AVAILABLE DATA:
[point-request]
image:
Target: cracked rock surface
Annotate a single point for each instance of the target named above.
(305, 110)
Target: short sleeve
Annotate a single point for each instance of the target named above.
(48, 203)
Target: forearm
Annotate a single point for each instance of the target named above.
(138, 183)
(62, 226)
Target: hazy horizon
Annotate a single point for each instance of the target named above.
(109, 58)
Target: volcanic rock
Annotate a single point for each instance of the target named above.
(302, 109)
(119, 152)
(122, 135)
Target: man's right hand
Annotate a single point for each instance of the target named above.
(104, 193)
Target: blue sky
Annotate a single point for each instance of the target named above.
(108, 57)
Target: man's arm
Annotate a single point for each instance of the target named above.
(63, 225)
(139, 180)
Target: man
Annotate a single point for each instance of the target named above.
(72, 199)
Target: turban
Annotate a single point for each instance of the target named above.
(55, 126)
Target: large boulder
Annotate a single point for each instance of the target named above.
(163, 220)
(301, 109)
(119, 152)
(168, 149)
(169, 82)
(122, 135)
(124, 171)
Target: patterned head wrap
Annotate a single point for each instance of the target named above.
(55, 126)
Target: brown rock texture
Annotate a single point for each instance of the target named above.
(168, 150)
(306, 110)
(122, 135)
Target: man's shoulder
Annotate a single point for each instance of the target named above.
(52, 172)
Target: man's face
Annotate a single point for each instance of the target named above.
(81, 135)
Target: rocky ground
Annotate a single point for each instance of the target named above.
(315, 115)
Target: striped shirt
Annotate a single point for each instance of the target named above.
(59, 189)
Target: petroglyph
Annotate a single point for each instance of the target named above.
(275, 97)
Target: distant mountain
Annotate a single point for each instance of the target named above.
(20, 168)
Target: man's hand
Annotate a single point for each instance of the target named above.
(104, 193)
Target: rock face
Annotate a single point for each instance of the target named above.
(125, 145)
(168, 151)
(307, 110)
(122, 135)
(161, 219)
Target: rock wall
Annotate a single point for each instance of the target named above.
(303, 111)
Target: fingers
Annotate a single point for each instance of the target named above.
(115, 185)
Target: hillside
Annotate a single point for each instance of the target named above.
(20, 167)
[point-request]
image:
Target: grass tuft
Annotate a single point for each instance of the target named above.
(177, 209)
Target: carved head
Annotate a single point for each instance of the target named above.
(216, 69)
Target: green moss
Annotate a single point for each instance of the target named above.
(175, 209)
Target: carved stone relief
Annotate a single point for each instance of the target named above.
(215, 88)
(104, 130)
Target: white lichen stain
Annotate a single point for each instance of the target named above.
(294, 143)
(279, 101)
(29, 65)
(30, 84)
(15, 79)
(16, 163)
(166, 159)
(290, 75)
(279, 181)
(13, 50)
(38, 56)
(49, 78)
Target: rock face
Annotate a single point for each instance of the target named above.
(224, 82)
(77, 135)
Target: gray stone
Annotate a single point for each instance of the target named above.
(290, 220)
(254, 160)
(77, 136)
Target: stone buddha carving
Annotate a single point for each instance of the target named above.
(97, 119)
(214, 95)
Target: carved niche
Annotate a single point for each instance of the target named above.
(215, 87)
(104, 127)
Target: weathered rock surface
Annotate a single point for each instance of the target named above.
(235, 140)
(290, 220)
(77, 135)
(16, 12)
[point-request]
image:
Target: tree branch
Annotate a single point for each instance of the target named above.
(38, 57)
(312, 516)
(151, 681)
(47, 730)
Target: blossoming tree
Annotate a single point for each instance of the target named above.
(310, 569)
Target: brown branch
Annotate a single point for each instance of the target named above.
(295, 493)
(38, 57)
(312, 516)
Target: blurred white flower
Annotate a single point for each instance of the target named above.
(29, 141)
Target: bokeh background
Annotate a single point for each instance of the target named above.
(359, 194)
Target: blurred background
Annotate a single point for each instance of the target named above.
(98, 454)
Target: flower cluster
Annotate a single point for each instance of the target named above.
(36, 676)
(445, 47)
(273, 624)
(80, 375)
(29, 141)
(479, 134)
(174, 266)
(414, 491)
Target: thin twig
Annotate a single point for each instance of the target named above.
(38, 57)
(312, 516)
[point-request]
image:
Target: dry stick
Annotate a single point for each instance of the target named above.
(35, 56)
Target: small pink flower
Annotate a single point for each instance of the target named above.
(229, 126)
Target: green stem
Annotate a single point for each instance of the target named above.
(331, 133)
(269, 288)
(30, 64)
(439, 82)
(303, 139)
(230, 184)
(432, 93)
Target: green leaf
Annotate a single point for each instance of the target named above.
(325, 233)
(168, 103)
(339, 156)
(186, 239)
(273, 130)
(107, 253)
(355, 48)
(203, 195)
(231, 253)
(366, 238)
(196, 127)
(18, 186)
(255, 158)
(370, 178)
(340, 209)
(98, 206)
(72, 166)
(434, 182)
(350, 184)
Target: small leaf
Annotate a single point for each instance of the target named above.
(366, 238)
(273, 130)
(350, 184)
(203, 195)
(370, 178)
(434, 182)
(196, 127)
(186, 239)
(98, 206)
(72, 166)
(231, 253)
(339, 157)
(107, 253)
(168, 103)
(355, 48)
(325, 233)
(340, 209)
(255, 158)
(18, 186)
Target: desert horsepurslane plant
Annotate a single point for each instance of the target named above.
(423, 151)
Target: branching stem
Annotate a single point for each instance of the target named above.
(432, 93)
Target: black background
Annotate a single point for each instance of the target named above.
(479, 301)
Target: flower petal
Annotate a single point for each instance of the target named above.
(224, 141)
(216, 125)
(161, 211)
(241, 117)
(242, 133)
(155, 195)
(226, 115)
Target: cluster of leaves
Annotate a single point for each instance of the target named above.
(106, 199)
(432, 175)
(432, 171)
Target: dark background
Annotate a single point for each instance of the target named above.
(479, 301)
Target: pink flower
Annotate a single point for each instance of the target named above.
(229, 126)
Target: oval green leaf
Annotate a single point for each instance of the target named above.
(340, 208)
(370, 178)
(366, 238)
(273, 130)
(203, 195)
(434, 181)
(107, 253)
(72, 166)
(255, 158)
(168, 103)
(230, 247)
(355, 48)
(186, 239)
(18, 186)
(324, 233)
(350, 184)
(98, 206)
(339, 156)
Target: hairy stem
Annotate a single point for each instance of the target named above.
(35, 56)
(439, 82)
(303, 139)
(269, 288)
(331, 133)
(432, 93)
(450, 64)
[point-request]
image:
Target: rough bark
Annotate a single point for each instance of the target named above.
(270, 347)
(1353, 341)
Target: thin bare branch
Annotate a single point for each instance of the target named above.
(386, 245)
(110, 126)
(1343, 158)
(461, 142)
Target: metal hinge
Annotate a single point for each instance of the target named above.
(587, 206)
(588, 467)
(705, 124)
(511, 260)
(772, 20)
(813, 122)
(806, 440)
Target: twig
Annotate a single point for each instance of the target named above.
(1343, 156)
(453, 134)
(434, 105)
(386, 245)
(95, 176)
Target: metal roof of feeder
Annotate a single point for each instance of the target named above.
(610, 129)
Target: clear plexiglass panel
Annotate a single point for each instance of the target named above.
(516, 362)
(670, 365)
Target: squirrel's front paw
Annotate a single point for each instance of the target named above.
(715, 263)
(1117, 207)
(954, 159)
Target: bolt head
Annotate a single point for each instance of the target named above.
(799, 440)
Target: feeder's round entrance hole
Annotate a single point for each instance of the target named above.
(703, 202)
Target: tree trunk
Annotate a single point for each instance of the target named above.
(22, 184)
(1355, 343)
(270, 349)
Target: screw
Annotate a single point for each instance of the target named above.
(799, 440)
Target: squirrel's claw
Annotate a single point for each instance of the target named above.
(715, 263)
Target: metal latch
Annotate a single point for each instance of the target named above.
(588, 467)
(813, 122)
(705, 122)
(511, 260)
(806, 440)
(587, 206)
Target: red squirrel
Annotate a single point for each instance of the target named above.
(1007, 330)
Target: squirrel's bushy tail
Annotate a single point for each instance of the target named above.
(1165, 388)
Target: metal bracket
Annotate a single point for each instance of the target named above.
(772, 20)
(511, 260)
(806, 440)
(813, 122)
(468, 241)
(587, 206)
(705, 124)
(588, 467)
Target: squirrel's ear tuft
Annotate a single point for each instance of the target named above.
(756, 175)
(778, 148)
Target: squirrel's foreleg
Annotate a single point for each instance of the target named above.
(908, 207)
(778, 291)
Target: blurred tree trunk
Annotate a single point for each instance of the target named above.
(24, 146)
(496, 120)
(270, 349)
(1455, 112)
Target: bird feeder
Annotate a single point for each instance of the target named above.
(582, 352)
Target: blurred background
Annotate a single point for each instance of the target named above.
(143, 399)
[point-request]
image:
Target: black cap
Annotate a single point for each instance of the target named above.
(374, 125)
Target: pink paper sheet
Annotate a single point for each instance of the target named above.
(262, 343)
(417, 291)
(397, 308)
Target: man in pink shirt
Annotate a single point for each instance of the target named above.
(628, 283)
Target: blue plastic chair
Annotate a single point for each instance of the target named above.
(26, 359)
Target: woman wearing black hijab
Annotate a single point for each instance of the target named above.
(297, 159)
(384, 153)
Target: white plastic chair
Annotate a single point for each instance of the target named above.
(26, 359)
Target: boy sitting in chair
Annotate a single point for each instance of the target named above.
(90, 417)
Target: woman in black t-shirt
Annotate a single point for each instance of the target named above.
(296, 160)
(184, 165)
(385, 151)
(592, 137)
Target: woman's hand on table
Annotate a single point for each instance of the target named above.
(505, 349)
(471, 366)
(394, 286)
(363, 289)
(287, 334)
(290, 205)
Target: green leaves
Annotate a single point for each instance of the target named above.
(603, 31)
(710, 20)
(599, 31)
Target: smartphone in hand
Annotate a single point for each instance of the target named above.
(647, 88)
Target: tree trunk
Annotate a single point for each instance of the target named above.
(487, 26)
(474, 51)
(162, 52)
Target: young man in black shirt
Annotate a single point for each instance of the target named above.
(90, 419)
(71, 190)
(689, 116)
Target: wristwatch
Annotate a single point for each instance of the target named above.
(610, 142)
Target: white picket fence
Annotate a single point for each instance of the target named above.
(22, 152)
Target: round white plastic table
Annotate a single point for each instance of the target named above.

WRITTEN PROBLEM: The lines to quote run from the one containing "Target: woman wearing black hijab" through the final line of the material above; please give them exactly, both ends included, and nothing else.

EXERCISE ANSWER:
Target: woman wearing black hijab
Annotate a single point for each instance of the target named above.
(297, 159)
(384, 153)
Target: white plastic chair
Annotate a single point for each instance of the target named above.
(26, 359)
Target: boy sitting in chair
Annotate a single point for each instance of the target named above.
(90, 417)
Target: woman in black t-shirt
Annotate a single point for each instance of the target named above.
(296, 160)
(184, 165)
(385, 151)
(592, 137)
Target: woman's hand on table
Annotate a single point for each instance of the target named above.
(505, 349)
(471, 366)
(394, 286)
(363, 289)
(287, 334)
(290, 205)
Target: green leaves
Annotate a single point for each instance of the target named above.
(603, 31)
(710, 20)
(599, 31)
Target: smartphone in hand
Annotate a single point for each instance of the target named above.
(647, 88)
Target: tree trunk
Annotate a single point for each instance of the target named above.
(487, 26)
(474, 51)
(162, 52)
Target: young man in black shirt
Annotate a single point for each instance of the target named above.
(90, 419)
(71, 190)
(689, 116)
Target: wristwatch
Annotate a single point for each instance of the target named above.
(610, 142)
Target: white picket fence
Annotate a single point for each instance of the target named above.
(22, 152)
Target: round white plastic table
Annotate a single point for each instance of the target named above.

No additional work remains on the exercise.